◆ Written problem ◆
Render every entry verbatim.

##### Task input #####

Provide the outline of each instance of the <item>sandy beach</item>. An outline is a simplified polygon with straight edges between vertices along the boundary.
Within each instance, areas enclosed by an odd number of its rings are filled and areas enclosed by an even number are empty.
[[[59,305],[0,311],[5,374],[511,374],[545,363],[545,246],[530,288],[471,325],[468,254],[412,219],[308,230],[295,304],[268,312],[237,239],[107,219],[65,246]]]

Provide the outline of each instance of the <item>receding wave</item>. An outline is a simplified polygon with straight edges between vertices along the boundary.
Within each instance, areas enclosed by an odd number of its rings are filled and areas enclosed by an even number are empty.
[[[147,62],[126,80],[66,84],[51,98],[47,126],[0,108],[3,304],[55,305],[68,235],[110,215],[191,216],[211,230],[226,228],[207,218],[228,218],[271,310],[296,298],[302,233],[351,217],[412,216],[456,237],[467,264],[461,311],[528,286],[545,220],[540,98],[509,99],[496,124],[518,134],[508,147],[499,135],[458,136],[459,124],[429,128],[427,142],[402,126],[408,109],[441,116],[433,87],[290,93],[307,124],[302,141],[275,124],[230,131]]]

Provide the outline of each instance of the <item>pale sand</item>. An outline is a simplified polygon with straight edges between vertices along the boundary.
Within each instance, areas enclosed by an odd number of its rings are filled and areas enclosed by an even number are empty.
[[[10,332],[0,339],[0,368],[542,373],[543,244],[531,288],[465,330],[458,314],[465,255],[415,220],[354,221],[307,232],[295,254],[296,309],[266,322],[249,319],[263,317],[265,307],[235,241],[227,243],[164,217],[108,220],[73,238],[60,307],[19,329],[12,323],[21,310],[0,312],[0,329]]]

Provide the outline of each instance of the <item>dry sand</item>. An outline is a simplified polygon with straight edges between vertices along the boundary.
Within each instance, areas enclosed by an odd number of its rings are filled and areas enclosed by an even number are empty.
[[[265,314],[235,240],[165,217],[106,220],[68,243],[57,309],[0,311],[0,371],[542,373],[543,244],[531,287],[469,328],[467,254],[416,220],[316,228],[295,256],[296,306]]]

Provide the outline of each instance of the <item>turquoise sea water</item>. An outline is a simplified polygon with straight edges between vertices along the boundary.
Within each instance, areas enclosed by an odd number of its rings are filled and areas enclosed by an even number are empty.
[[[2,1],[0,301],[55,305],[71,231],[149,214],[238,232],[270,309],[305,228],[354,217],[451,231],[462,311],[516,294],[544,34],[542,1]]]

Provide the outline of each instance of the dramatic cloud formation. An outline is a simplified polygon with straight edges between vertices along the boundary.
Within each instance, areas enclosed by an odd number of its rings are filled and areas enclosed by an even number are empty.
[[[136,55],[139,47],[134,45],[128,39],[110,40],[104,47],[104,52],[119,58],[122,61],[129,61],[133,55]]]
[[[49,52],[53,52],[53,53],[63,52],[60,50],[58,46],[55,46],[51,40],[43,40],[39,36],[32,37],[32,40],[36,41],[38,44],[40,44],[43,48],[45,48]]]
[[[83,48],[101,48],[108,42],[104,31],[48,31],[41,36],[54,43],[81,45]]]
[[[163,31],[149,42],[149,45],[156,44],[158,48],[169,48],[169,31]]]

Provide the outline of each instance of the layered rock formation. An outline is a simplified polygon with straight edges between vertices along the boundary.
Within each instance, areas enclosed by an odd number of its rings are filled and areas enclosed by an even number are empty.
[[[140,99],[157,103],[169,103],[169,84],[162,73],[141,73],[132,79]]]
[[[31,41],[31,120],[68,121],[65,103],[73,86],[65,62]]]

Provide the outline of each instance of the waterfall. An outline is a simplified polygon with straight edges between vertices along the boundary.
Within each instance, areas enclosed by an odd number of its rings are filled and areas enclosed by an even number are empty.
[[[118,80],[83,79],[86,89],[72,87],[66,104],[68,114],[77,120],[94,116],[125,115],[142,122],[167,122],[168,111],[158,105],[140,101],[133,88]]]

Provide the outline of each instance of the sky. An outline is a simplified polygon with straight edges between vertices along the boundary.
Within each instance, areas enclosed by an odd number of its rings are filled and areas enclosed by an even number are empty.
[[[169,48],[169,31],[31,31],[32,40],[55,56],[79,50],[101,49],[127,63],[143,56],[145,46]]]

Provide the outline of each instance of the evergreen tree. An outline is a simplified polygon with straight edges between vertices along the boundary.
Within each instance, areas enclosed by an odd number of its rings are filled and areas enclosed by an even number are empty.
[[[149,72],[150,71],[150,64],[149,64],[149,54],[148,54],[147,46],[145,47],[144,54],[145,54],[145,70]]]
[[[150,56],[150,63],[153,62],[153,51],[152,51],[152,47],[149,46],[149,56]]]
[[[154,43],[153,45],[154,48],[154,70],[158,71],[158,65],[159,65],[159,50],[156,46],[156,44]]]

#####

◆ The output ◆
Provide the outline of each instance of the <item>sandy beach</item>. An outline is a simplified polygon with straight edges between vertices along the boundary.
Within each instance, areas enclosed by an odd number of its rings are filled and areas enclosed by an even number are empty.
[[[59,305],[0,311],[5,374],[511,374],[545,363],[545,246],[530,288],[471,325],[468,254],[412,219],[308,230],[295,304],[268,312],[237,239],[107,219],[65,246]]]

Provide the outline of each instance of the <item>receding wave</item>. An outline is a simplified polygon with straight edges between vertices along the boundary.
Within each instance, areas enclosed by an odd number of its rings are filled and areas enclosed by an even number are empty.
[[[147,62],[126,80],[66,84],[51,98],[47,126],[0,108],[3,304],[55,305],[68,235],[110,215],[191,216],[211,230],[226,228],[207,218],[228,218],[271,310],[296,298],[302,233],[351,217],[412,216],[456,237],[467,264],[461,311],[528,286],[545,220],[540,98],[509,99],[496,124],[518,134],[508,147],[499,135],[458,136],[459,124],[429,128],[427,142],[402,126],[408,109],[441,116],[433,87],[290,93],[307,124],[302,141],[275,124],[230,131]]]

Provide the outline of each instance of the <item>pale sand</item>. An outline is a simplified polygon with straight edges between vertices along the boundary.
Within each instance, areas enclosed by an odd number of its rings are filled and areas enclosed by an even number are empty.
[[[10,332],[0,339],[0,368],[542,373],[543,244],[531,288],[465,330],[458,314],[465,255],[415,220],[354,221],[307,232],[295,254],[296,309],[266,322],[249,319],[263,317],[265,307],[235,241],[227,243],[164,217],[108,220],[73,238],[60,307],[19,329],[12,323],[21,310],[0,312],[0,329]]]

Provide the outline of each instance of the <item>dry sand</item>. An outline is a simplified polygon with straight edges between vertices along the boundary.
Within each instance, areas enclosed by an odd number of its rings are filled and areas enclosed by an even number are empty.
[[[265,314],[235,240],[165,217],[106,220],[68,243],[57,309],[0,311],[0,371],[542,373],[543,244],[531,287],[469,328],[467,254],[416,220],[316,228],[295,256],[296,306]]]

Provide the outline of each instance of the <item>turquoise sea water</item>. An outline is a simplified polygon with straight edges between vertices along the boundary.
Within each instance, areas enclosed by an odd number of its rings are filled and areas enclosed by an even number are empty.
[[[2,1],[0,301],[55,305],[71,231],[149,214],[238,232],[270,309],[305,228],[354,217],[451,231],[462,311],[516,294],[544,34],[542,1]]]

Provide the outline of each instance of the dramatic cloud formation. An outline is a simplified polygon with straight edges between vertices along the boundary.
Within each instance, areas enclosed by an odd number of its rings are filled and areas enclosed by an even number are empty.
[[[136,55],[139,47],[134,45],[128,39],[110,40],[104,47],[104,52],[119,58],[122,61],[129,61],[133,55]]]
[[[49,52],[53,52],[53,53],[63,52],[60,50],[58,46],[55,46],[51,40],[43,40],[39,36],[32,37],[32,40],[36,41],[38,44],[40,44],[43,48],[45,48]]]
[[[83,48],[101,48],[108,42],[104,31],[48,31],[41,36],[54,43],[81,45]]]
[[[163,31],[149,42],[149,45],[156,44],[158,48],[169,48],[169,31]]]

Provide the outline of each instance of the layered rock formation. An outline is a simplified polygon with straight edges between vertices along the boundary.
Within each instance, areas enclosed by an odd number of its rings are filled and areas enclosed by an even number are empty.
[[[140,99],[157,103],[169,103],[169,84],[162,73],[141,73],[132,79]]]
[[[31,41],[31,120],[68,121],[65,103],[73,86],[65,62]]]

Provide the outline of each instance of the waterfall. An outline is a simplified polygon with straight edges between vertices along the boundary.
Within each instance, areas enclosed by an odd number of its rings are filled and areas enclosed by an even number are empty.
[[[118,80],[83,79],[86,89],[72,87],[66,104],[68,114],[77,120],[94,116],[125,115],[142,122],[167,122],[168,111],[158,105],[140,101],[133,88]]]

Provide the outline of each instance of the sky. An outline is a simplified polygon with straight edges between vertices along the boundary.
Within each instance, areas enclosed by an odd number of its rings are filled and areas enclosed by an even number are empty.
[[[169,48],[169,31],[31,31],[32,40],[55,56],[79,50],[101,49],[127,63],[143,56],[145,46]]]

Provide the outline of each instance of the evergreen tree. An outline is a simplified polygon with straight edges between vertices along the boundary.
Within each instance, areas enclosed by an odd number of its rings are filled and areas enclosed by an even number are empty.
[[[149,72],[150,71],[150,64],[149,64],[149,54],[148,54],[147,46],[145,47],[144,54],[145,54],[145,70]]]
[[[150,56],[150,63],[153,62],[153,51],[152,51],[152,47],[149,46],[149,56]]]
[[[154,43],[153,45],[154,48],[154,70],[158,71],[158,65],[159,65],[159,50],[156,46],[156,44]]]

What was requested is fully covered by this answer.